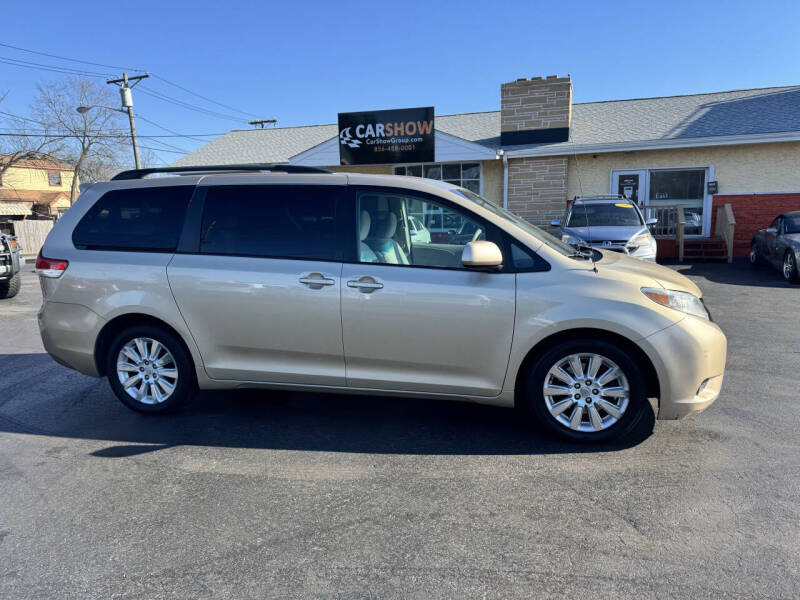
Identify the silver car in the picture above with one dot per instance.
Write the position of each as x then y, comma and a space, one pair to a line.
779, 245
11, 263
307, 280
608, 222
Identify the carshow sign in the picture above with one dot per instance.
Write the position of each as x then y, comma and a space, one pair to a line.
386, 136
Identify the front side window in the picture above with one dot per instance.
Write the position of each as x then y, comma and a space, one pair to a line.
529, 228
271, 221
142, 219
405, 230
686, 187
466, 175
617, 214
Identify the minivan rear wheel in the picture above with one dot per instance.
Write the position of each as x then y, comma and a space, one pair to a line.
149, 370
586, 390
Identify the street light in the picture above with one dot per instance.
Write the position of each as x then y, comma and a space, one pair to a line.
129, 110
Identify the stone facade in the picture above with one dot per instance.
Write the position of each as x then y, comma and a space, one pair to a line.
537, 188
536, 103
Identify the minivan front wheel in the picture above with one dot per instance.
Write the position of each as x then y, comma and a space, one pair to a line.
149, 370
587, 390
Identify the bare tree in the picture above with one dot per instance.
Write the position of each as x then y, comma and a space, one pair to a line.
92, 137
32, 141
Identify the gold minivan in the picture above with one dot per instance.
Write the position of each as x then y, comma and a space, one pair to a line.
288, 277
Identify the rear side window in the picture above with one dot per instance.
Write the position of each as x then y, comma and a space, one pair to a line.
141, 219
271, 221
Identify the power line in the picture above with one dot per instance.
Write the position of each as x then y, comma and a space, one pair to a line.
117, 67
188, 106
162, 150
102, 135
201, 96
52, 69
85, 62
187, 136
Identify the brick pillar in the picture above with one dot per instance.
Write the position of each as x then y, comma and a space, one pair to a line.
537, 188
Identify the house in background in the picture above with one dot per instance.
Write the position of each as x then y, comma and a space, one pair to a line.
35, 188
695, 162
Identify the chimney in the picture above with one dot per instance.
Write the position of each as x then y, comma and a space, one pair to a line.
536, 110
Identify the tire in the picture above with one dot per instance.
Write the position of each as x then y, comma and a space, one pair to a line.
10, 287
629, 410
789, 267
150, 389
755, 256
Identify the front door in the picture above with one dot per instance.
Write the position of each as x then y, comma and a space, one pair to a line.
413, 318
261, 293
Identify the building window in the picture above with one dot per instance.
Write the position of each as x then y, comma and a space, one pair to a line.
466, 175
685, 187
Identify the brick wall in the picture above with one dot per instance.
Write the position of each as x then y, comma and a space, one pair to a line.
537, 188
536, 103
753, 212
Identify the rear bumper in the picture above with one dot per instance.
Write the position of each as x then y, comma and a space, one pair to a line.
690, 361
69, 333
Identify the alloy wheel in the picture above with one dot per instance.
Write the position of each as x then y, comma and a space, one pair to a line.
586, 392
147, 370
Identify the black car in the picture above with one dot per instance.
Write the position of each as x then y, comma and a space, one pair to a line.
10, 264
779, 245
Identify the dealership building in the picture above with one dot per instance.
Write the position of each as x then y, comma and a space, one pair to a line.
702, 151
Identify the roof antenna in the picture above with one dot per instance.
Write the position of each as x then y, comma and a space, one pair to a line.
585, 213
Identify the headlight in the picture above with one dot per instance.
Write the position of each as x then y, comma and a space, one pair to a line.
641, 239
572, 240
682, 301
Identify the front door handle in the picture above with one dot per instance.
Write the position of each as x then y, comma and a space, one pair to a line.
316, 280
366, 284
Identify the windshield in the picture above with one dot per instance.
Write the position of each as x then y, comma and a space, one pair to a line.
618, 214
539, 234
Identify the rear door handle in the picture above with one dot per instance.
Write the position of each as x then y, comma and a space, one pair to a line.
316, 280
365, 284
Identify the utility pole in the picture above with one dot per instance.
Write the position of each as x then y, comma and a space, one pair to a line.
127, 104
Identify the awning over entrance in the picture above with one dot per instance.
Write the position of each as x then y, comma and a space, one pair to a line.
14, 209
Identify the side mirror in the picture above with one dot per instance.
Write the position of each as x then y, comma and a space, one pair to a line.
481, 254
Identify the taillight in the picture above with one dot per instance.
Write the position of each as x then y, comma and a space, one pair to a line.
50, 267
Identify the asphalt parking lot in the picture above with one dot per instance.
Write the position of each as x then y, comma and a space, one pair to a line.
254, 495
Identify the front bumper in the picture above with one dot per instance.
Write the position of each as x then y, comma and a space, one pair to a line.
689, 358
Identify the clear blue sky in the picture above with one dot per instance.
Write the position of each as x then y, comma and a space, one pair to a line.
302, 62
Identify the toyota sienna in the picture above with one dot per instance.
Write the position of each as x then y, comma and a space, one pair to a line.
288, 277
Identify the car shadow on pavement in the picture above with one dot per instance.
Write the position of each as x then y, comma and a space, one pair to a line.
739, 272
84, 408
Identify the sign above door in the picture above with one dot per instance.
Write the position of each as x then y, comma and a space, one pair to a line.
387, 136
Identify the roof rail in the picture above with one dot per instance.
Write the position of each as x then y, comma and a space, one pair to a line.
251, 168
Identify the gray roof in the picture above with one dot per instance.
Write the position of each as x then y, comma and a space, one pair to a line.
673, 118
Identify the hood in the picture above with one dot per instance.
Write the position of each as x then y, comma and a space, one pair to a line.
599, 234
651, 274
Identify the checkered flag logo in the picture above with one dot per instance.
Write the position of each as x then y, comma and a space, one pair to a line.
347, 140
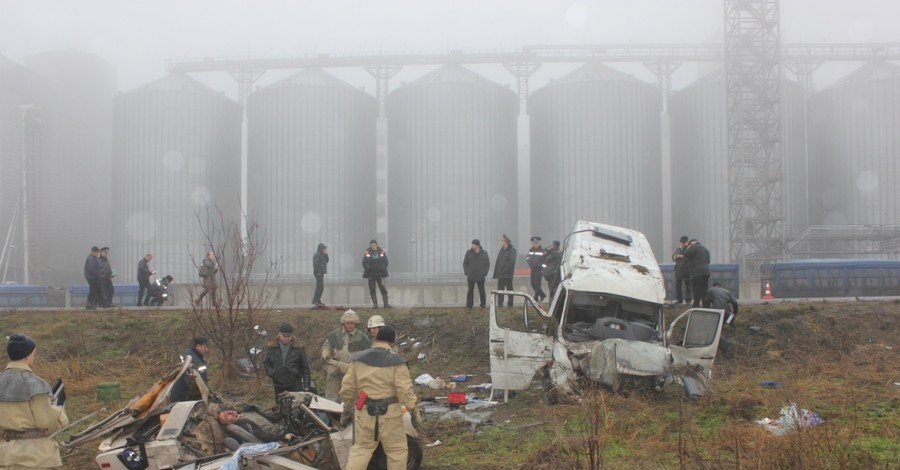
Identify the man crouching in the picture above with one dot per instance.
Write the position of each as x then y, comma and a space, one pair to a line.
378, 382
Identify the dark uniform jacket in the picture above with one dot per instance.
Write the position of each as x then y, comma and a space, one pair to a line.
535, 258
698, 260
552, 258
476, 265
682, 269
505, 265
374, 263
182, 388
320, 261
143, 271
93, 268
288, 370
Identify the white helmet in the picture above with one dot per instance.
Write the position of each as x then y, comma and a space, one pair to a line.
349, 316
376, 321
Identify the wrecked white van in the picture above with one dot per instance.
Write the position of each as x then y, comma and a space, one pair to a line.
605, 323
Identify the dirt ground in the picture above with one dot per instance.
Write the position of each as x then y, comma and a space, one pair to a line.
842, 357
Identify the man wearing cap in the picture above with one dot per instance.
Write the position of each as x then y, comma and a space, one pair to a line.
93, 273
183, 389
27, 418
476, 265
144, 273
384, 378
552, 258
286, 362
106, 287
505, 267
320, 267
337, 350
535, 260
375, 270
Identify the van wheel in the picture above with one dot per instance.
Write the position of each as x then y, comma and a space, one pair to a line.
413, 456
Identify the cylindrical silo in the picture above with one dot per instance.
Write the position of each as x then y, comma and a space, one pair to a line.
700, 164
74, 126
177, 147
311, 171
595, 153
854, 151
451, 170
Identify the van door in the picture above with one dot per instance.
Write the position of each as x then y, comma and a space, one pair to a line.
694, 336
521, 341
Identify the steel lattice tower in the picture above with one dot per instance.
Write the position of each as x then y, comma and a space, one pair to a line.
753, 87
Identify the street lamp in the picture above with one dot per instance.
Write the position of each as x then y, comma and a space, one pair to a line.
25, 109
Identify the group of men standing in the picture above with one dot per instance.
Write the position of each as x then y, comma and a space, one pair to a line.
99, 275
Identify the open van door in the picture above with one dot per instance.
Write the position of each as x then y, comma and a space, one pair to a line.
521, 340
694, 335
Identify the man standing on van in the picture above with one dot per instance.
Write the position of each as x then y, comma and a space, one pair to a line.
535, 260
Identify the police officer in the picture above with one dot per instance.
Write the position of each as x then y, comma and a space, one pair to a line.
27, 418
286, 362
535, 260
337, 350
183, 389
384, 378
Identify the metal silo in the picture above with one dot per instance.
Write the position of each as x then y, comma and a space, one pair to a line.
311, 170
177, 145
854, 152
72, 133
451, 170
595, 153
699, 149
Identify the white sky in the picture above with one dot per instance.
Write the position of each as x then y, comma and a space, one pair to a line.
138, 36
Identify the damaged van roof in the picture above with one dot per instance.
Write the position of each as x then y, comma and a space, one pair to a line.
614, 260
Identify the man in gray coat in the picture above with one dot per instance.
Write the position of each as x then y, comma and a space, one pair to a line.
476, 265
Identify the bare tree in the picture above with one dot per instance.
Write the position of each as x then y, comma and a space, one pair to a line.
246, 291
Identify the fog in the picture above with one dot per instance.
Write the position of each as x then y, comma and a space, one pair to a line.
138, 37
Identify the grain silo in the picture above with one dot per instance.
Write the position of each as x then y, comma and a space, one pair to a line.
451, 170
177, 147
311, 171
595, 153
700, 163
74, 125
854, 153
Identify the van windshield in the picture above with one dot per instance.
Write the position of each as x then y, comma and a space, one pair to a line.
593, 316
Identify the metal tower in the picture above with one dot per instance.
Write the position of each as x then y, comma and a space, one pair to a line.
753, 87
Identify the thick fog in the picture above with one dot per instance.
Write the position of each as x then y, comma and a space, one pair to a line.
126, 46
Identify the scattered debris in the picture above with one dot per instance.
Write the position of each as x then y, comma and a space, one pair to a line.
791, 418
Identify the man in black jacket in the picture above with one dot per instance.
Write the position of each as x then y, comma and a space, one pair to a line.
535, 260
476, 265
505, 267
144, 274
375, 270
552, 258
286, 363
683, 291
320, 267
697, 257
183, 389
93, 274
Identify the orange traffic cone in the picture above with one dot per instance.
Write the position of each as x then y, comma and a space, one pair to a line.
768, 292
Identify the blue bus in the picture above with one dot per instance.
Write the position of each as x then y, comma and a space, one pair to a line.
831, 278
726, 274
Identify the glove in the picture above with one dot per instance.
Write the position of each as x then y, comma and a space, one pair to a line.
346, 418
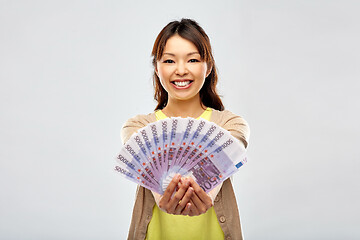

==============================

Render everything from the line containing "Identify the blue" down to the end of the material above as a Markdown table with the columns Row and Line, numbering each row and omitting blank lines. Leave the pictures out of the table.

> _Written response_:
| Row | Line |
|---|---|
| 1 | Identify the blue bus in the picture above with one dot per instance. |
| 2 | Write the position of each as x then y, comma and a space, one pair to a line. |
| 3 | 831, 278 |
| 4 | 726, 274 |
| 5 | Identify the glove in the picture above with one dot per instance. |
| 6 | Write the position of each as x then y, comma and a space, one pair to a line. |
| 7 | 346, 418 |